[Region pointing data]
/---

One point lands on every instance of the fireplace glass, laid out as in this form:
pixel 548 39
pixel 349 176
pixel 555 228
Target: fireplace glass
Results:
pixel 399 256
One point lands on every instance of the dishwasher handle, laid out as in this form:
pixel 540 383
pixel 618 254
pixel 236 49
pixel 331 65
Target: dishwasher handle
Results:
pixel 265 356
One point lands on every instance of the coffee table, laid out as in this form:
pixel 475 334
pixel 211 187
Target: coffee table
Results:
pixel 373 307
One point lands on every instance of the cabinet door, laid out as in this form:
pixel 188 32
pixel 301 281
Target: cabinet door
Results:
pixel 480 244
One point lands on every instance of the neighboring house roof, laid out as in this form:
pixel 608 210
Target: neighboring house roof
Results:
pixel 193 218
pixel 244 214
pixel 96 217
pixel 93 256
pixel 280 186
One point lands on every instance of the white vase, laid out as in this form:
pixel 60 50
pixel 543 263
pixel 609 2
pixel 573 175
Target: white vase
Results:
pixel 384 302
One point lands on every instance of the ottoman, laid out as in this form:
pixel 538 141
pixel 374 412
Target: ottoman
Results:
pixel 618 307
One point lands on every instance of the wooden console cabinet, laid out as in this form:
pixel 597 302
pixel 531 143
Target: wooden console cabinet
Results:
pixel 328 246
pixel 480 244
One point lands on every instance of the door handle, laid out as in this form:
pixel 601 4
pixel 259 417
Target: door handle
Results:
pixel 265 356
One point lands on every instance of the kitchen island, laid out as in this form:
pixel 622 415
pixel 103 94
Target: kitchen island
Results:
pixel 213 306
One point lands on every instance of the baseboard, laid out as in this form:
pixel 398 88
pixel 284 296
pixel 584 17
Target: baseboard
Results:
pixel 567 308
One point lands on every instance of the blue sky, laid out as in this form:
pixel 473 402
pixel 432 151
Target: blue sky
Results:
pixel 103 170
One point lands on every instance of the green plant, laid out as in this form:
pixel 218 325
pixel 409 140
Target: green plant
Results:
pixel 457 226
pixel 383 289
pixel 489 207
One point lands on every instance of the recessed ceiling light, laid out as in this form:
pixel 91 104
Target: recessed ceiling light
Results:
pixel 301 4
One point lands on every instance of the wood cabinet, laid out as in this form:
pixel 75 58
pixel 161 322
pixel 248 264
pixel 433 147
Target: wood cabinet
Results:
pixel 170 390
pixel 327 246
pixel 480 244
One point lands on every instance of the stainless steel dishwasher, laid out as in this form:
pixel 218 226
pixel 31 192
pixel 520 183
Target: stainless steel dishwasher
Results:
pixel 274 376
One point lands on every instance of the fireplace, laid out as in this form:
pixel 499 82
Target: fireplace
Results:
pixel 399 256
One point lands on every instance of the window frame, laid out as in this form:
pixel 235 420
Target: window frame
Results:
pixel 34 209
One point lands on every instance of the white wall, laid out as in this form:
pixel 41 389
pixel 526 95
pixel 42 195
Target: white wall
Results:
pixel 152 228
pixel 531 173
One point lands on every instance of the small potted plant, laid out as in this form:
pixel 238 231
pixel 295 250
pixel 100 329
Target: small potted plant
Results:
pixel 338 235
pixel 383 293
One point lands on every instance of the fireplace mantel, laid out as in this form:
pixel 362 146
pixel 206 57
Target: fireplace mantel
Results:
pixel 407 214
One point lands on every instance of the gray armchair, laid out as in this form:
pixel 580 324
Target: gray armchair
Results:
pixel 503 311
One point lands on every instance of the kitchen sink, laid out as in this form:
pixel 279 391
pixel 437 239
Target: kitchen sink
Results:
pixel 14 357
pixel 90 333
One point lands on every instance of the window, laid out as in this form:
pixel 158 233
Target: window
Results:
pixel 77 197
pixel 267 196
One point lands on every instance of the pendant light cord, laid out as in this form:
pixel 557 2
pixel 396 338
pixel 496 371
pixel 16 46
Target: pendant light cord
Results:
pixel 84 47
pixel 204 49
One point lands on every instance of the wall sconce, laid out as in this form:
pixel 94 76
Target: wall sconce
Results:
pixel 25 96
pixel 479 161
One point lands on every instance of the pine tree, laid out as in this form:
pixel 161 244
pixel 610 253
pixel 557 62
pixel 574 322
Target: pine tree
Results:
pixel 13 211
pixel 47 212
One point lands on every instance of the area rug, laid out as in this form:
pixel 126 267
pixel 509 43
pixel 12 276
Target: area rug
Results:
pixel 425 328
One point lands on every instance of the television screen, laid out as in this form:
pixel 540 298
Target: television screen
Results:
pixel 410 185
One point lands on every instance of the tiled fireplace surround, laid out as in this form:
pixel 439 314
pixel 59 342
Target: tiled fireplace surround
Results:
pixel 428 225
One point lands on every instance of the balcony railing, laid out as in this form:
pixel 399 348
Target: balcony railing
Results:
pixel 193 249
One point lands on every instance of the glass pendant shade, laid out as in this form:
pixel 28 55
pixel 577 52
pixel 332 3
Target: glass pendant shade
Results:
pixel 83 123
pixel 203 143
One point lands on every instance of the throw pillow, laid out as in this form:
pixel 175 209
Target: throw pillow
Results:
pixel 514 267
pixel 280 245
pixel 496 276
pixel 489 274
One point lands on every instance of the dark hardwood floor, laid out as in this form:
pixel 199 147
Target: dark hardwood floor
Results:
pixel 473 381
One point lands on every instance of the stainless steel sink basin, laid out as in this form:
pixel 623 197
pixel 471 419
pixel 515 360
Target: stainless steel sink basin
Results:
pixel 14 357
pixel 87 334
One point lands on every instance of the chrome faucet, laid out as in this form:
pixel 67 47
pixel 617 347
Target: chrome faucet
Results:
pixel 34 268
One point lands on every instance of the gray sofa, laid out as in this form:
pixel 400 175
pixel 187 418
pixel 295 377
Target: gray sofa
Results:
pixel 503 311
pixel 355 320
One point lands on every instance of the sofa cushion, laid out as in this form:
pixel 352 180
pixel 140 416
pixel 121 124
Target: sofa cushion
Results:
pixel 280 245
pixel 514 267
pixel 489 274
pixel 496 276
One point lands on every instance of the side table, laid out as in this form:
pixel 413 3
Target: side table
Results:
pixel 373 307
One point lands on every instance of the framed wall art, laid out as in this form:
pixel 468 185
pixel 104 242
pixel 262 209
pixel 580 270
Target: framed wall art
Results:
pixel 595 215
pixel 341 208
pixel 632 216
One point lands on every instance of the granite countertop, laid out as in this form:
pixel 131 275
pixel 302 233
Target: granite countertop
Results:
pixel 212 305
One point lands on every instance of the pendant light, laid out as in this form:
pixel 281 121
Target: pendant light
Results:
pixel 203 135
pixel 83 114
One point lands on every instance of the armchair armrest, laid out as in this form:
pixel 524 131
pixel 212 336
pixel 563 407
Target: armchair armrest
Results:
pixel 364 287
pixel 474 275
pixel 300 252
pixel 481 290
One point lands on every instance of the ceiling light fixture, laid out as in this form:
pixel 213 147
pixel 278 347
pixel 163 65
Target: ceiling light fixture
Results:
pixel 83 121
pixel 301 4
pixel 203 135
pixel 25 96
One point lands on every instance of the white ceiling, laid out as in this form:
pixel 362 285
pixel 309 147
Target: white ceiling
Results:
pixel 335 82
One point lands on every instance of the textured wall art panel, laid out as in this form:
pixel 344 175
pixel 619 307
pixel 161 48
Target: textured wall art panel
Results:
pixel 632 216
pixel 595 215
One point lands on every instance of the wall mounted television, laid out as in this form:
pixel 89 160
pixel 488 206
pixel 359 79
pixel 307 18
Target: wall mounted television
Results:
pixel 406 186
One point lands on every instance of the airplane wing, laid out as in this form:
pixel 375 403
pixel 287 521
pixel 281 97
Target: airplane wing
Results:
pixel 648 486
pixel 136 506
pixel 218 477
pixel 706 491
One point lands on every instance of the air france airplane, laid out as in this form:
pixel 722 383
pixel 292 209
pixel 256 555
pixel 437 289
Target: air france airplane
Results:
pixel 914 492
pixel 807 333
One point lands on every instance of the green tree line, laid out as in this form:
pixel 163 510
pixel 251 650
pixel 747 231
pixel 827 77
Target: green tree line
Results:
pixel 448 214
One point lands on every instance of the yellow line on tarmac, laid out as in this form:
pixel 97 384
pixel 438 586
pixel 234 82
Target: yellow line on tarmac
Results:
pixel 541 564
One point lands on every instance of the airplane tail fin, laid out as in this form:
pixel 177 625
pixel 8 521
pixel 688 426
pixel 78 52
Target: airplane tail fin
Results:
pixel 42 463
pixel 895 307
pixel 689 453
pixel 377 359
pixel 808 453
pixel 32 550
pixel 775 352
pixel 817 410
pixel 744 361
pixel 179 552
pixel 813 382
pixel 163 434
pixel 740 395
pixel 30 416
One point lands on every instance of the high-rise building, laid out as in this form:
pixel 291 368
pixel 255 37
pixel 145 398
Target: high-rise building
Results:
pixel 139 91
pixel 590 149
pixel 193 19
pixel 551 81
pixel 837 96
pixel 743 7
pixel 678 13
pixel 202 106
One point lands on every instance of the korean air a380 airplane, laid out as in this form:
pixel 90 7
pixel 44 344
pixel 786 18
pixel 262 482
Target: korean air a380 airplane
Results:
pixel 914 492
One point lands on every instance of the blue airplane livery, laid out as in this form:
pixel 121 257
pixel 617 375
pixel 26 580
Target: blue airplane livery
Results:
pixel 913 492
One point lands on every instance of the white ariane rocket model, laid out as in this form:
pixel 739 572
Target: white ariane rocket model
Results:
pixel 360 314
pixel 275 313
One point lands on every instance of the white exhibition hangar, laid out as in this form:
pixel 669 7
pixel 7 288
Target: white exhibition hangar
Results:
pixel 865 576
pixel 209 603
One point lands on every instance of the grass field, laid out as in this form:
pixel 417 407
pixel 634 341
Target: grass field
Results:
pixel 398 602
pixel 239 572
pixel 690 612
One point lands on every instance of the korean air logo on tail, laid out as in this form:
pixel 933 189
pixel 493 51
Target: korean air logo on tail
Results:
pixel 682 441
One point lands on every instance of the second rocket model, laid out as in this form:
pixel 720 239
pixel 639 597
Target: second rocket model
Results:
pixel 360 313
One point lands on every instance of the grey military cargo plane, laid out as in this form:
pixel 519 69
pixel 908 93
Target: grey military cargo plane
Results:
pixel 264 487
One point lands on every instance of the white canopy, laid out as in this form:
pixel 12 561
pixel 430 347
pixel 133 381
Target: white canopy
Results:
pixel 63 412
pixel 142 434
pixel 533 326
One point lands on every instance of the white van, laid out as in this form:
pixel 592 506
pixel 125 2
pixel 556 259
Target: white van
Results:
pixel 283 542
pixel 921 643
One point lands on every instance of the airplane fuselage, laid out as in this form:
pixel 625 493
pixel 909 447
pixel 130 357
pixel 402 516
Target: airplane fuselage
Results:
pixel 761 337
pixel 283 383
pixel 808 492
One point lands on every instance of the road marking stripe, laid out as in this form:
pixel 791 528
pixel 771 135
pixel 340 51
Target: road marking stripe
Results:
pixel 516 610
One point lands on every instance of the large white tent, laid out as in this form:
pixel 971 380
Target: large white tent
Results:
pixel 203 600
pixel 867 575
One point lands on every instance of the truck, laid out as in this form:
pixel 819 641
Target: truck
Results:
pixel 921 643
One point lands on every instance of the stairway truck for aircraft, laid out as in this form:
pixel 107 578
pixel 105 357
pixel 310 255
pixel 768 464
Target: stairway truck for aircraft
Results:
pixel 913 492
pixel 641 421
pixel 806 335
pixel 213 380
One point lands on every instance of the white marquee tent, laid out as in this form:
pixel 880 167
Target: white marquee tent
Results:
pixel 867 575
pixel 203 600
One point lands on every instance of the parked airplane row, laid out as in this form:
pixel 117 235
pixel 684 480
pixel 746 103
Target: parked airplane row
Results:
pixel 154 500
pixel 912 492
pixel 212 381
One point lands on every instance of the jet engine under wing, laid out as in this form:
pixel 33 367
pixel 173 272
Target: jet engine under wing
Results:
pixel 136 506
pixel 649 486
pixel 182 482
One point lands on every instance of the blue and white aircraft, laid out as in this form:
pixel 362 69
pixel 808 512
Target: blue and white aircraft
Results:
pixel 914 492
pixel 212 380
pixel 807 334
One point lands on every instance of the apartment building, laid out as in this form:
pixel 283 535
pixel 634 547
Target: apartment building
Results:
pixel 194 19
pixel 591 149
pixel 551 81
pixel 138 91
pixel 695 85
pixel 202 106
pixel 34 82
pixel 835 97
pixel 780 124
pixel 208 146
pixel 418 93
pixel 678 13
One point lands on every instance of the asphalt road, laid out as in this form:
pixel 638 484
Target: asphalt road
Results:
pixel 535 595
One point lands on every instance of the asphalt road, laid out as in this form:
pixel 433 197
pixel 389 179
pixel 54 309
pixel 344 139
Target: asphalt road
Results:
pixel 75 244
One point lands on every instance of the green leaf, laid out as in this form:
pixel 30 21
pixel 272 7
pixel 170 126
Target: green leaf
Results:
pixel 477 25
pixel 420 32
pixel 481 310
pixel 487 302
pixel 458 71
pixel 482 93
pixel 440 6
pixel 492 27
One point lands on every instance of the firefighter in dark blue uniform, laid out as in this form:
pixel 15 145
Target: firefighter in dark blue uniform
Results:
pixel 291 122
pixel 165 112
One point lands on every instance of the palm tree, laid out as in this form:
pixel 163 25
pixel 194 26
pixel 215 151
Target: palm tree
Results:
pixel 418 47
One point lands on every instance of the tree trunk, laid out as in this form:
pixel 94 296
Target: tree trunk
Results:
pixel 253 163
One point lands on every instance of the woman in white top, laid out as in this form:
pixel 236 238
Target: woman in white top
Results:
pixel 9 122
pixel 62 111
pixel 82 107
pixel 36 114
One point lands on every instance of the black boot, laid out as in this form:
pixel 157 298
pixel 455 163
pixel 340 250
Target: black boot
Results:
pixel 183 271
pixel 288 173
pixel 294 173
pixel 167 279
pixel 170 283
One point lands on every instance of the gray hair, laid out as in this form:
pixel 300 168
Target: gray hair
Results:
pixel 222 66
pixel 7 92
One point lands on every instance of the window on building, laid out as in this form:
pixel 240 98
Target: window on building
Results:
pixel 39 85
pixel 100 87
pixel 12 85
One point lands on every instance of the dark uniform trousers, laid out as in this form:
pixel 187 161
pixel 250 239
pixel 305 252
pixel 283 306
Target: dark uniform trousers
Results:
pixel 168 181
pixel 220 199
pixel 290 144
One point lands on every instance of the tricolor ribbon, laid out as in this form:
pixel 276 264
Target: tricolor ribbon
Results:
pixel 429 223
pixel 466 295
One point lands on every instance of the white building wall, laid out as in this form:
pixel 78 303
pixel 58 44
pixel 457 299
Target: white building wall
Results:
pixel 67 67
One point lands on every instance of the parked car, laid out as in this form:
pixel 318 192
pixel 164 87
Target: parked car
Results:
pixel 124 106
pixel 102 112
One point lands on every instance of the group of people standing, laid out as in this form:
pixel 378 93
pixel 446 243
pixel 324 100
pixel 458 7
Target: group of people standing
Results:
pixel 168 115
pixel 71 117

\---

● What the exercise asks
Repeat the entries above verbatim, but only from the line that has "pixel 307 18" down to the line that has "pixel 234 82", inclusive.

● Completed exercise
pixel 307 18
Target: wall mounted television
Results:
pixel 406 186
One point lands on every instance of the airplane wing, laid out as in this form:
pixel 375 403
pixel 287 521
pixel 281 97
Target: airplane wing
Results:
pixel 648 486
pixel 136 506
pixel 218 477
pixel 706 491
One point lands on every instance of the air france airplane, laid out as in this form:
pixel 722 383
pixel 292 209
pixel 256 555
pixel 437 289
Target: air france airplane
Results:
pixel 914 492
pixel 807 333
One point lands on every instance of the green tree line, laid out as in this form:
pixel 163 510
pixel 251 650
pixel 747 231
pixel 827 77
Target: green tree line
Results:
pixel 448 214
One point lands on every instance of the yellow line on tarmac, laid out as in this form:
pixel 97 384
pixel 438 586
pixel 234 82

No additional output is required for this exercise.